=== Extracted material ===

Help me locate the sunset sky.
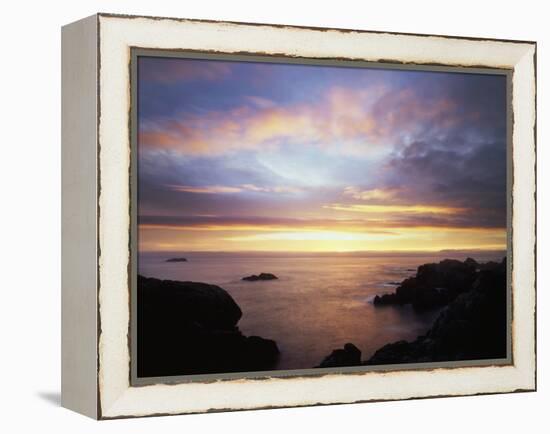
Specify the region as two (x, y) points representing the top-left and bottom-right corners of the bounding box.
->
(138, 57), (506, 251)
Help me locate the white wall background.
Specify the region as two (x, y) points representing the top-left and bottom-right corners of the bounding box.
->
(0, 0), (550, 434)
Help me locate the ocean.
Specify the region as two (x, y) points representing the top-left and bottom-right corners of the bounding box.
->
(138, 251), (504, 369)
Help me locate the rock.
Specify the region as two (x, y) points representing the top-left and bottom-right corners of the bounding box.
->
(317, 343), (361, 368)
(166, 258), (187, 262)
(137, 276), (279, 377)
(373, 258), (479, 310)
(241, 273), (278, 282)
(363, 261), (507, 365)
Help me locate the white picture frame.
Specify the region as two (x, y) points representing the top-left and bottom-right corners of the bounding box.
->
(62, 14), (536, 419)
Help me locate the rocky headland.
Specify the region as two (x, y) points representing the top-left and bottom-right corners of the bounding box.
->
(137, 276), (279, 377)
(319, 258), (507, 367)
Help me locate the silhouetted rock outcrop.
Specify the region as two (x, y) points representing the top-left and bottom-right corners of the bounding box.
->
(373, 258), (479, 309)
(317, 343), (361, 368)
(241, 273), (278, 282)
(323, 259), (507, 366)
(137, 276), (279, 377)
(166, 258), (187, 262)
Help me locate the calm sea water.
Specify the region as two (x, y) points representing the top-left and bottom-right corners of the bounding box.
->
(139, 252), (503, 369)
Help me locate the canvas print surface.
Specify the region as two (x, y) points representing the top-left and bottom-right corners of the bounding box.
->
(133, 55), (509, 378)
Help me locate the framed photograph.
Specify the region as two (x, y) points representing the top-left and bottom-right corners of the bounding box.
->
(62, 14), (536, 419)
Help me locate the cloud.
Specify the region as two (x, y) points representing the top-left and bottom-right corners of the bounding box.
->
(138, 87), (398, 155)
(138, 57), (232, 85)
(166, 184), (302, 194)
(343, 185), (398, 202)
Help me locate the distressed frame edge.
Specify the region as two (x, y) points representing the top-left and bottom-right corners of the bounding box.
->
(128, 46), (513, 386)
(61, 14), (101, 419)
(98, 14), (536, 419)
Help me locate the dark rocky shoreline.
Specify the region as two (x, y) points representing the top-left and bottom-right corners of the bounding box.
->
(137, 258), (507, 377)
(137, 276), (279, 377)
(319, 258), (507, 367)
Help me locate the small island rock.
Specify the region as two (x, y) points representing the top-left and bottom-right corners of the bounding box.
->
(241, 273), (278, 282)
(166, 258), (187, 262)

===

Problem description
How many lines in the listing contain the word "white"? Reply with the number alone.

Solution to the problem
2